*** Information ***
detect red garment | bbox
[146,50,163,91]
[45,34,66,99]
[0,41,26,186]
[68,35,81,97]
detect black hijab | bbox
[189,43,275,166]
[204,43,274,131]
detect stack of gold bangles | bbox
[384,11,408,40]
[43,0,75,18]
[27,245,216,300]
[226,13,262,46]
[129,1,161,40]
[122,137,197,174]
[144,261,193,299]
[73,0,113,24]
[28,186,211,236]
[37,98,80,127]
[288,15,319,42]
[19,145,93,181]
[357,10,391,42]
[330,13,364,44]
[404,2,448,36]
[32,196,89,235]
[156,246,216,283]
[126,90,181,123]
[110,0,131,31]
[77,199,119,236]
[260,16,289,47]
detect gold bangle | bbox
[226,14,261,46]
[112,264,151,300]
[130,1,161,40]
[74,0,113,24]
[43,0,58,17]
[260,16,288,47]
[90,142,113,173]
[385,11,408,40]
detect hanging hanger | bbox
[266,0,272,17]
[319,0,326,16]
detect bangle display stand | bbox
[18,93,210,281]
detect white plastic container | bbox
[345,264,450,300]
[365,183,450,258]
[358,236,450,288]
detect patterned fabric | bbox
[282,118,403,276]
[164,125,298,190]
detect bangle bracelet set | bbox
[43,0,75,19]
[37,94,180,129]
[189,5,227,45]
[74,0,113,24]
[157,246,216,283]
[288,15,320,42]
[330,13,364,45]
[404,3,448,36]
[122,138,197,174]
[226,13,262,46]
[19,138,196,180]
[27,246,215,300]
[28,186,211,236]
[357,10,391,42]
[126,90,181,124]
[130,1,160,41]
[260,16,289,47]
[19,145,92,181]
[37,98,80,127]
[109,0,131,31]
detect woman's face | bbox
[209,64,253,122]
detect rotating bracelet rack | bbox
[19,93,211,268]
***
• What the task requires
Write down all of the listing exactly.

• Solution
detect red garment | bbox
[146,50,163,91]
[45,34,66,99]
[0,41,26,186]
[68,35,81,97]
detect black hijab | bbox
[189,43,275,166]
[204,43,274,131]
detect stack of gold bangles | bbox
[384,11,408,40]
[43,0,75,18]
[27,245,216,300]
[226,13,262,46]
[129,1,161,40]
[122,137,197,174]
[144,261,193,299]
[73,0,113,24]
[28,186,211,236]
[37,98,80,127]
[288,15,319,42]
[19,145,93,181]
[357,10,391,42]
[330,13,364,44]
[404,2,448,36]
[32,196,89,235]
[156,246,216,283]
[126,90,181,123]
[110,0,131,31]
[77,199,119,236]
[260,16,289,47]
detect gold bangle | bbox
[226,14,261,46]
[112,264,151,300]
[130,1,161,40]
[74,0,113,24]
[43,0,58,17]
[260,16,288,47]
[90,142,113,173]
[385,11,408,40]
detect hanging hanger | bbox
[266,0,272,17]
[319,0,326,16]
detect bangle display stand | bbox
[18,93,210,281]
detect white plastic container | bbox
[345,264,450,300]
[365,183,450,258]
[358,236,450,288]
detect patterned fabric | bbox
[282,118,403,276]
[164,125,298,190]
detect bangle bracelet set | bbox
[43,0,75,19]
[37,94,180,129]
[189,5,227,45]
[74,0,113,24]
[157,246,216,283]
[288,15,320,42]
[330,13,364,45]
[404,3,448,36]
[122,138,197,174]
[226,13,262,46]
[19,138,196,180]
[27,246,215,300]
[28,186,211,236]
[357,10,391,42]
[126,90,181,124]
[130,1,160,41]
[260,16,289,47]
[19,145,92,181]
[37,98,80,127]
[109,0,131,31]
detect woman's face | bbox
[209,64,253,122]
detect rotating bracelet rack | bbox
[19,93,211,268]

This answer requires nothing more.